Extract:
Religion is one of the oldest and most sacred traditions of the human species. Though founded in different periods of time, Christianity and Buddhism have shaped cultures and have had a great influence on customs and beliefs of people all around the world. These two religions are very different in their beliefs and practices but they seem to have a very similar underlying pattern of diffusion. They were each inspired by a single dominant leader, Siddhartha Gautama and Jesus Christ, who sought to bring hope to their communities. While Buddhism started in India and Christianity started in the Mediterranean, both religions extended their reach though trade routes. The followers of Christianity and Buddhism were taught to obey certain laws which affected their lives differently. The growth and acceptance of Buddhism and Christianity evolved differently for each religion as they spread across geographic, political, and cultural boundaries. The diffusion of both Christianity and Buddhism during the classical period was accelerated by powerful political leaders as well as trade routes but the resulting social developments and geographical spread outside each religion’s origin diverge significantly.

Brief a:
Can you turn the entries below, from their first line through the line containing "[(625, 274), (795, 270)]", into a JSON list of strings, one string per line and no blank lines?

Exercise material:
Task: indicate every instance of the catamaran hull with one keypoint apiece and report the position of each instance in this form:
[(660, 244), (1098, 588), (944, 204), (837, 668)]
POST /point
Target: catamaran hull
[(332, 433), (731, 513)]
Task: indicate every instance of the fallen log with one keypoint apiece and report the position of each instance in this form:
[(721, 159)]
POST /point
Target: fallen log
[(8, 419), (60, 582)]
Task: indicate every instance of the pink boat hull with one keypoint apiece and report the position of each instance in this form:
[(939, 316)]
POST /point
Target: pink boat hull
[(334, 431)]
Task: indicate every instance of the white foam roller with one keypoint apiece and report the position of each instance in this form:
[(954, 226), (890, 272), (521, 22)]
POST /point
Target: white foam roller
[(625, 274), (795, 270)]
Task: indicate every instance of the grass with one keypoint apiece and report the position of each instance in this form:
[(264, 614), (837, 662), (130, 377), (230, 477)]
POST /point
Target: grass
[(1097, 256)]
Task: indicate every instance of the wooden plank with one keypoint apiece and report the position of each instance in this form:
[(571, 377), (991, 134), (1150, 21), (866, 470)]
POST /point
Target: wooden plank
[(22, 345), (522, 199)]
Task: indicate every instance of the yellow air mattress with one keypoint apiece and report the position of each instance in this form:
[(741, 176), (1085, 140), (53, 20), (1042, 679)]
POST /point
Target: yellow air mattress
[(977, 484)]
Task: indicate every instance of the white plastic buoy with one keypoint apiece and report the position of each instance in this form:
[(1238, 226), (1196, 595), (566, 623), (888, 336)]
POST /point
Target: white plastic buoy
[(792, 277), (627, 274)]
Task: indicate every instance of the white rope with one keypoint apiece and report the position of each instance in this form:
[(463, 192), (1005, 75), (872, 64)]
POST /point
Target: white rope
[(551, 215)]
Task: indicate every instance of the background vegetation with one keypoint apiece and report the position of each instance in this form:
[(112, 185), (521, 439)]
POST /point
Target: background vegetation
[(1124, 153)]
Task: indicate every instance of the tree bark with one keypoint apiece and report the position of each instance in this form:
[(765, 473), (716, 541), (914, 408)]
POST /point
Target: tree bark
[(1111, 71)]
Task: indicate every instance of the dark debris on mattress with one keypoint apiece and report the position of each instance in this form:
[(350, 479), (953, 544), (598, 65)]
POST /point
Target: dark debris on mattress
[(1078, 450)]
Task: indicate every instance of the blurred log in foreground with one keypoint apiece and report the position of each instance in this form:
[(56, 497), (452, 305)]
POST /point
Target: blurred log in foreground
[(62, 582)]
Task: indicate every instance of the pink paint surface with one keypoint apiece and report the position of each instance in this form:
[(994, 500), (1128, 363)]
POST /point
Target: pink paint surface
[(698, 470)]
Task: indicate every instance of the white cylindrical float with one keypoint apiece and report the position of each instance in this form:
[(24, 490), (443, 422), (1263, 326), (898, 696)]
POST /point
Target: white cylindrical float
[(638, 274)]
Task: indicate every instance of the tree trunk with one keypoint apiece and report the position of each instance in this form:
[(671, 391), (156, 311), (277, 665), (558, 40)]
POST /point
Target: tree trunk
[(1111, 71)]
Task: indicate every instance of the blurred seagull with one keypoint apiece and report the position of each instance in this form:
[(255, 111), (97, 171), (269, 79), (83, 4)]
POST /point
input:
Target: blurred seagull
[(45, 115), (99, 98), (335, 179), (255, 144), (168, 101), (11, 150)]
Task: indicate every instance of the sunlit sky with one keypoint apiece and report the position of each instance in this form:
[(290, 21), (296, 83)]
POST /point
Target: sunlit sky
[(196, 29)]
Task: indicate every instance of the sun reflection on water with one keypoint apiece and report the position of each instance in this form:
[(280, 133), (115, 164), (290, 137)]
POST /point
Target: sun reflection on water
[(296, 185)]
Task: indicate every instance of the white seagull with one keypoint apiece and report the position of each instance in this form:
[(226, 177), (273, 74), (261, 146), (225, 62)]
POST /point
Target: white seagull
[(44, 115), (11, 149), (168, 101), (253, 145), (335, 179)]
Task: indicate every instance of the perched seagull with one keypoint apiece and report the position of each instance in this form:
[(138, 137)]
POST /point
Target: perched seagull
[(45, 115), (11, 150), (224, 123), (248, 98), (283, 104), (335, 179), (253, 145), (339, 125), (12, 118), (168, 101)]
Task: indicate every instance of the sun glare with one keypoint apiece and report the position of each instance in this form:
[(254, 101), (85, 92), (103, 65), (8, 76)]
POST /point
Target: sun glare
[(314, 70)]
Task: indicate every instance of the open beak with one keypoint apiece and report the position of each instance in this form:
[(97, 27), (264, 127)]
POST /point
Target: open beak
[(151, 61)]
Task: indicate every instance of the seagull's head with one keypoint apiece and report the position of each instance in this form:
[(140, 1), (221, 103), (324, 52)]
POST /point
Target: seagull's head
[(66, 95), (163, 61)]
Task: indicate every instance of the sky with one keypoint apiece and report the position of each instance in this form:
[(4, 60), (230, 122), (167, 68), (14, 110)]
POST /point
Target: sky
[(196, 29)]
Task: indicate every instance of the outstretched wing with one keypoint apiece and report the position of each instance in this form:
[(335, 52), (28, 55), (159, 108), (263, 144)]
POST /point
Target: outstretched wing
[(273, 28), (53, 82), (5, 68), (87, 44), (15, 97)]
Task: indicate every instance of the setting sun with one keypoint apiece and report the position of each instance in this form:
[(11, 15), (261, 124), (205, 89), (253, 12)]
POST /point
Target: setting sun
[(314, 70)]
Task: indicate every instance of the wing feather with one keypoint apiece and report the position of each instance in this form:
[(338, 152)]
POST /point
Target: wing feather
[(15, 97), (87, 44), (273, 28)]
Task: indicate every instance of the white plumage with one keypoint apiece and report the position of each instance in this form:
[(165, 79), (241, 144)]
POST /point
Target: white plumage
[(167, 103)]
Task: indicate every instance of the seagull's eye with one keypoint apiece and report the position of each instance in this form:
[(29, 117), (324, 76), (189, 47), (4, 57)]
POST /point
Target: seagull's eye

Brief b:
Could you set down the whole passage on Christianity and Buddhism word for word?

Reply a:
[
  "Task: indicate every instance of the catamaran hull with one keypoint apiece and report the position of each instance in this form:",
  "[(660, 244), (1098, 588), (944, 204), (837, 668)]",
  "POST /point",
  "Target: catamaran hull",
  "[(332, 433), (731, 513)]",
  "Task: indicate every instance of the fallen log with one keypoint apiece and report the position of each instance in this form:",
  "[(721, 159)]",
  "POST /point",
  "Target: fallen log",
  "[(8, 419), (60, 582)]",
  "Task: indicate every instance of the pink boat hull with one keypoint apiece and report the position of each instance in this form:",
  "[(939, 316)]",
  "POST /point",
  "Target: pink boat hull",
  "[(334, 431)]",
  "Task: indicate every instance of the white foam roller with one keypoint apiece and report the position of each instance in this form:",
  "[(954, 226), (890, 272), (521, 22)]",
  "POST /point",
  "Target: white foam roller",
  "[(625, 274), (795, 270)]"
]

Reply b:
Religion is one of the oldest and most sacred traditions of the human species. Though founded in different periods of time, Christianity and Buddhism have shaped cultures and have had a great influence on customs and beliefs of people all around the world. These two religions are very different in their beliefs and practices but they seem to have a very similar underlying pattern of diffusion. They were each inspired by a single dominant leader, Siddhartha Gautama and Jesus Christ, who sought to bring hope to their communities. While Buddhism started in India and Christianity started in the Mediterranean, both religions extended their reach though trade routes. The followers of Christianity and Buddhism were taught to obey certain laws which affected their lives differently. The growth and acceptance of Buddhism and Christianity evolved differently for each religion as they spread across geographic, political, and cultural boundaries. The diffusion of both Christianity and Buddhism during the classical period was accelerated by powerful political leaders as well as trade routes but the resulting social developments and geographical spread outside each religion’s origin diverge significantly.